▶ [How to complete this task]
Give the records again in full, exactly as they appear.

▶ [Records shown]
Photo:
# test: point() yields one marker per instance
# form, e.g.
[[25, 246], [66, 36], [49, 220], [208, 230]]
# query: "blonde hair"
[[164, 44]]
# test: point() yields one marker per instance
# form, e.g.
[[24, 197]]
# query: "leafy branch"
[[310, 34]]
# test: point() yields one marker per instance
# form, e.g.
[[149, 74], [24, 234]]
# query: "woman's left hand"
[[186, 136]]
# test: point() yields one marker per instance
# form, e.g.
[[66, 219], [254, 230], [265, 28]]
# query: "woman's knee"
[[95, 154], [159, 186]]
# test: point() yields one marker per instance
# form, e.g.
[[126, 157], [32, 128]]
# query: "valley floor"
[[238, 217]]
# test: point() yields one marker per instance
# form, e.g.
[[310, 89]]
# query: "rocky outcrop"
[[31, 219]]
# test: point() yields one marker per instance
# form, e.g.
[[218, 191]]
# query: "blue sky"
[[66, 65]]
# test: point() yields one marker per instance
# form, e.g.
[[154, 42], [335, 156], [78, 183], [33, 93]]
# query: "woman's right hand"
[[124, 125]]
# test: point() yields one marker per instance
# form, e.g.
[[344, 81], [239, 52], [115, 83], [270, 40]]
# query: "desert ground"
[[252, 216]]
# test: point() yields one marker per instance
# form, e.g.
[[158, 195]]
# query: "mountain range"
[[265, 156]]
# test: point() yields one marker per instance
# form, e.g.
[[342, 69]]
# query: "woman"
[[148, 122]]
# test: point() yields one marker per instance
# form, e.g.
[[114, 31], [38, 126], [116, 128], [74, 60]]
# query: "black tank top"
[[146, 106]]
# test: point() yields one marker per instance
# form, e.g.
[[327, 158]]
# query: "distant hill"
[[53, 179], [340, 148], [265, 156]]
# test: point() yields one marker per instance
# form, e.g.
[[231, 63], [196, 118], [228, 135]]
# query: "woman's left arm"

▶ [Task answer]
Photo:
# test: point() yields one marker per instance
# form, e.g.
[[25, 246], [66, 36], [49, 220], [208, 230]]
# query: "blonde hair"
[[164, 44]]
# test: point() yields one marker per instance
# form, e.g.
[[24, 197]]
# query: "leafy branch"
[[310, 34]]
# test: point() yields one marker per instance
# form, e.g.
[[149, 74], [24, 234]]
# query: "woman's left hand"
[[186, 136]]
# test: point() yields one marker per instance
# form, e.g.
[[66, 219], [254, 230], [265, 28]]
# query: "woman's knee"
[[95, 154], [159, 186]]
# test: point() yields one marker per instance
# form, e.g.
[[126, 157], [32, 128]]
# query: "valley floor"
[[238, 217]]
# test: point() yields one marker per instance
# form, e.g.
[[310, 89]]
# query: "rocky outcrop"
[[31, 219]]
# test: point() yields one marker per instance
# form, e.g.
[[218, 191]]
# query: "blue sky"
[[66, 65]]
# test: point() yields one marker per instance
# form, e.g.
[[154, 42], [335, 156], [78, 183], [33, 93]]
# query: "woman's right hand"
[[124, 125]]
# test: point() yields one marker per instance
# form, e.g.
[[344, 81], [239, 52], [115, 83], [270, 40]]
# query: "desert ground"
[[252, 216]]
# test: point() yields one marker per instance
# form, e.g.
[[158, 195]]
# query: "mountain range"
[[265, 156]]
# test: point() yields one marker per instance
# form, e.g.
[[342, 69]]
# query: "woman"
[[148, 122]]
# test: point() yields one marker per instance
# form, e.g.
[[114, 31], [38, 126], [116, 128], [74, 60]]
# query: "black tank top"
[[146, 106]]
# test: point() yields one marker per instance
# form, e.g.
[[327, 158]]
# query: "distant hill"
[[53, 179], [340, 148], [265, 156]]
# test: point() yields one marker per instance
# form, e.g.
[[231, 63], [196, 118], [228, 135]]
# query: "woman's left arm"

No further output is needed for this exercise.